*Direction*: Output the entries from the line containing "else: point(48, 226)." through the line containing "Target: stainless steel refrigerator", both included, as a JSON list of strings with one string per line and no blank lines.

*Supplied material*:
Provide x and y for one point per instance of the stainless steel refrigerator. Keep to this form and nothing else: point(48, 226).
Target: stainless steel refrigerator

---

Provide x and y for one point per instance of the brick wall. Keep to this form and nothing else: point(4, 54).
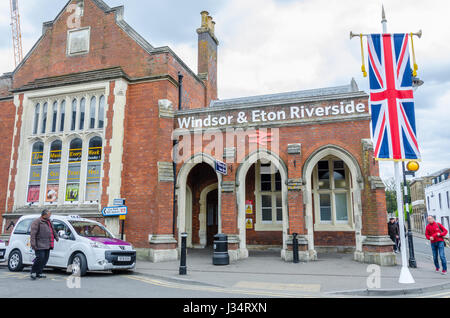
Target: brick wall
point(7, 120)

*The solution*:
[
  "Provide x and y for one point per instance of the stainless steel refrigerator. Keep to this form and nothing else: point(48, 226).",
  "Target: stainless steel refrigerator"
]